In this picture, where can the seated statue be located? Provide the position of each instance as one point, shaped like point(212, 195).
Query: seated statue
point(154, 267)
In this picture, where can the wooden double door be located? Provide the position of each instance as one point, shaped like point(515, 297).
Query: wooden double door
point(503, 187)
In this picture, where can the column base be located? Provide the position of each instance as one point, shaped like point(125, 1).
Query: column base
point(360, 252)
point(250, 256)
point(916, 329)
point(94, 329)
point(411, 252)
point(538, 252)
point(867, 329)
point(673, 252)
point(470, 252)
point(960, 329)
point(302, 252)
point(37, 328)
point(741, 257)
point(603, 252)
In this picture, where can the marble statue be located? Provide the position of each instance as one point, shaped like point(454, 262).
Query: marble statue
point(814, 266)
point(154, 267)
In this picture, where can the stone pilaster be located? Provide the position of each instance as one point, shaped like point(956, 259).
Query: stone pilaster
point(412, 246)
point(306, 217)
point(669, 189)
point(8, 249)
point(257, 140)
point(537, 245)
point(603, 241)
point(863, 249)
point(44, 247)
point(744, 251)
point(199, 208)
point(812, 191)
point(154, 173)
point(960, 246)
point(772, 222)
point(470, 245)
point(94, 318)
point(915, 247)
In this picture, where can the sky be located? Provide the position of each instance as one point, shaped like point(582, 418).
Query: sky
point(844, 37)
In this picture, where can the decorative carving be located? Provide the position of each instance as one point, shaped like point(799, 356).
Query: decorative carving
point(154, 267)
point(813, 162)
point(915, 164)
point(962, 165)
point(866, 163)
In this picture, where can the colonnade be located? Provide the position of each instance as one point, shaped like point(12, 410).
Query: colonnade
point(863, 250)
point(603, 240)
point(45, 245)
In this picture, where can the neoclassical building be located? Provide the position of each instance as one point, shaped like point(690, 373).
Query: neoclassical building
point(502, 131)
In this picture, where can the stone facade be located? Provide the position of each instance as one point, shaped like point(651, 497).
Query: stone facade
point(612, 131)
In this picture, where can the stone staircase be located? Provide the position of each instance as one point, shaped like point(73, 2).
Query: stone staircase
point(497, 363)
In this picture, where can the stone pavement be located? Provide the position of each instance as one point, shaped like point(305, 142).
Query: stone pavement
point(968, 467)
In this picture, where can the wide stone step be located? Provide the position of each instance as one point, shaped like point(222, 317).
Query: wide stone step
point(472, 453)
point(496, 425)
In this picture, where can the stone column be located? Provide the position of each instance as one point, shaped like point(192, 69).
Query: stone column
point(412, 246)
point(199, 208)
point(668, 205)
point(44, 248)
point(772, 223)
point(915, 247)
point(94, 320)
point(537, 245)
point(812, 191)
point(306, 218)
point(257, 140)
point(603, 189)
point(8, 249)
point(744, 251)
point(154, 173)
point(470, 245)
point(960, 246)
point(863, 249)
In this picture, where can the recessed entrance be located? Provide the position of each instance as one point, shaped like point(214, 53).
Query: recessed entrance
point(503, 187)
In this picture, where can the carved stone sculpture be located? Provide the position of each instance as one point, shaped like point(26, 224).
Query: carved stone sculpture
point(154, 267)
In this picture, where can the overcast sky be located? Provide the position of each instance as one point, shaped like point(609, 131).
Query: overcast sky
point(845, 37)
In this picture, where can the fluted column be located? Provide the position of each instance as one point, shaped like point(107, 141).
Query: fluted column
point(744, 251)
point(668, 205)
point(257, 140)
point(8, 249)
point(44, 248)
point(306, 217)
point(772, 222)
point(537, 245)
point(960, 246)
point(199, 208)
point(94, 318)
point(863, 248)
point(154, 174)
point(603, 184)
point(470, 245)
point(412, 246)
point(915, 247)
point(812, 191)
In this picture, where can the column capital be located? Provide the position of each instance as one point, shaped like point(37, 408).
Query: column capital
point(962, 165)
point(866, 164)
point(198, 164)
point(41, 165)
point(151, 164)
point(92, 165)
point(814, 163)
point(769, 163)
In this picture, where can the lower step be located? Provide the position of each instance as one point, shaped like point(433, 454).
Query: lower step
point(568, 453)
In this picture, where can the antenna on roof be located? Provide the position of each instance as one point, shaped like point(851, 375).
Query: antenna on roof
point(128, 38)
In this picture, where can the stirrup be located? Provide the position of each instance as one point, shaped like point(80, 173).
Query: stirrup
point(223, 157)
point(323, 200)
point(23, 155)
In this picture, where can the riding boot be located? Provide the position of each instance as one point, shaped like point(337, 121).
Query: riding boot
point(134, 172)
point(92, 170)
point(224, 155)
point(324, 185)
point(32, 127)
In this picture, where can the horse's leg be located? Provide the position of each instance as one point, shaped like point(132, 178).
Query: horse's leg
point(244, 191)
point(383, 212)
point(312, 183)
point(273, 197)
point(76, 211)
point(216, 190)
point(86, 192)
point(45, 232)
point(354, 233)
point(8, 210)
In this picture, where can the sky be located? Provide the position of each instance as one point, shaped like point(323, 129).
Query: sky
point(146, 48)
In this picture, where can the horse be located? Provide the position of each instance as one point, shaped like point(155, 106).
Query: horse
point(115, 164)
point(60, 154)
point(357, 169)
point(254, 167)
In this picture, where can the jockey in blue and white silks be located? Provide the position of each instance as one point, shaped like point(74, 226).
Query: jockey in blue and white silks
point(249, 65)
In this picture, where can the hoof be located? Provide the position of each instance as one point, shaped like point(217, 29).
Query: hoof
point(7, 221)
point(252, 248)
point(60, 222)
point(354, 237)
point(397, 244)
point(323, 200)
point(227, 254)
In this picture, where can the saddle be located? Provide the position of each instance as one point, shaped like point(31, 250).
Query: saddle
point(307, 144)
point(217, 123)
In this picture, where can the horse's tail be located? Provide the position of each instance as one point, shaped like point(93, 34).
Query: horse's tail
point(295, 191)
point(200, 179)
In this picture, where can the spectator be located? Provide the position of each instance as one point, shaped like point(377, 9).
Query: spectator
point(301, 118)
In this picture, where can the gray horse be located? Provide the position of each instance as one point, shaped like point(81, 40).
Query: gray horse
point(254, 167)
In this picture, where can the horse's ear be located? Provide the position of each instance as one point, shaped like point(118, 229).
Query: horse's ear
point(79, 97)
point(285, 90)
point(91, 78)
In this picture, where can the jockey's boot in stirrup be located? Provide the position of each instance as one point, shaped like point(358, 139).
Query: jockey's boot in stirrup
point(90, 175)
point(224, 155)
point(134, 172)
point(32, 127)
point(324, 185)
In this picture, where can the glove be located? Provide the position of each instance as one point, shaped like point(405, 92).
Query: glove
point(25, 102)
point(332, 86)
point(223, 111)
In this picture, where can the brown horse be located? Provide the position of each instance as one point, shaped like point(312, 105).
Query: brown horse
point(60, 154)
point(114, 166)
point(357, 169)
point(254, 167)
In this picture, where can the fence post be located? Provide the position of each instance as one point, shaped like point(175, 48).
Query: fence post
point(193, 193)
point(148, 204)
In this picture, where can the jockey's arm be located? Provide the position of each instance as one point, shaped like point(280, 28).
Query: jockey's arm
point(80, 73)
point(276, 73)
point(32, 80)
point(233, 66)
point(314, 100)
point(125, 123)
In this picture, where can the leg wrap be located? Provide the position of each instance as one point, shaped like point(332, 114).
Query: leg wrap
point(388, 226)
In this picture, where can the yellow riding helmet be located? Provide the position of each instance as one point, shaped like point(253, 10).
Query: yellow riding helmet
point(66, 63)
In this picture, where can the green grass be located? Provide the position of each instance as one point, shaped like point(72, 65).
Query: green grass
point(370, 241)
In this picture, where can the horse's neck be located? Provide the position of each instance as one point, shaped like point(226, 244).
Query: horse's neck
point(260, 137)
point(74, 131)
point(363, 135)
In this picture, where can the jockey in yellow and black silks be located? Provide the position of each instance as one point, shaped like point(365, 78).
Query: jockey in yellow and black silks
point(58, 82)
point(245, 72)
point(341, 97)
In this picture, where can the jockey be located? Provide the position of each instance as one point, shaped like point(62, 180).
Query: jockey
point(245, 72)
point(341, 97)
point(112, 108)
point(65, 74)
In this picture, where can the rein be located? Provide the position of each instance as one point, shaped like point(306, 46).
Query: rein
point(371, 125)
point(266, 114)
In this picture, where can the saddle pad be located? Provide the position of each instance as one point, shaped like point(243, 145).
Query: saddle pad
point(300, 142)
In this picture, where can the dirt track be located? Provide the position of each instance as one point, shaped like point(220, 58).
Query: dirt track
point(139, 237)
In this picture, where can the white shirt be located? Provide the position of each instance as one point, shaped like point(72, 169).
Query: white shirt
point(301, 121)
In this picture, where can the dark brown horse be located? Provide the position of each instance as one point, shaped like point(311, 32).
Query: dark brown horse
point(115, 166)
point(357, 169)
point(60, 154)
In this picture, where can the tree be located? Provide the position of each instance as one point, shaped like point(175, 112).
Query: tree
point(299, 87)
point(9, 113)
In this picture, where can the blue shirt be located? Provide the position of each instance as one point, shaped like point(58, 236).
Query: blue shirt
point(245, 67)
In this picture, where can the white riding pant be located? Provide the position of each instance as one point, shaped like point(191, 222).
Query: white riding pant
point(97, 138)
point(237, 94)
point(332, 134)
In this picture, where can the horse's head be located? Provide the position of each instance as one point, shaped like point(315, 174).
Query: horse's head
○ ○ ○
- Instructions for the task -
From the records above, transcribe exactly the run of lines that opens with the line holding "Query: antenna on roof" and closes with the line holding "In this picture, where can the horse's tail", both included.

- Reply to the task -
Query: antenna on roof
point(128, 38)
In this picture, where can the stirrup be located? Provide the position of each instance as one point, shaped like point(80, 173).
Query: stirrup
point(223, 157)
point(323, 200)
point(23, 155)
In this picture, where can the riding boot be located? Provide the position of each instance as one point, shaped like point(337, 121).
Query: riding boot
point(134, 172)
point(92, 170)
point(224, 155)
point(324, 185)
point(32, 127)
In this picture, where can the horse's leg be located? Provide the position of each instance as one point, shaped like point(132, 178).
Query: horse's leg
point(244, 191)
point(383, 212)
point(312, 183)
point(273, 197)
point(76, 211)
point(216, 190)
point(86, 192)
point(45, 232)
point(354, 233)
point(8, 210)
In this picture, where can the sky be located? Provide the position of each instance as one point, shaped like point(323, 129).
Query: sky
point(146, 48)
In this picture, where can the horse be located? Provide the position of each instance as one point, shaped like point(155, 106).
Query: horse
point(115, 164)
point(60, 154)
point(357, 169)
point(254, 167)
In this picture, where can the jockey in blue and white silks be located? Provide the position of each instance as one point, shaped like point(74, 226).
Query: jockey in blue and white silks
point(249, 65)
In this picture, where can the hoof be located? Provide the position of each instance as one point, shaped like point(217, 29).
Query: hoof
point(7, 221)
point(252, 248)
point(60, 222)
point(354, 237)
point(397, 244)
point(323, 200)
point(227, 254)
In this picture, where can the saddle be located? Provide the position of each instance as one point, shaped like point(31, 250).
Query: saddle
point(307, 144)
point(217, 123)
In this picture, where can the horse's tail be located? Provide the position of each instance as one point, shaped like point(93, 34).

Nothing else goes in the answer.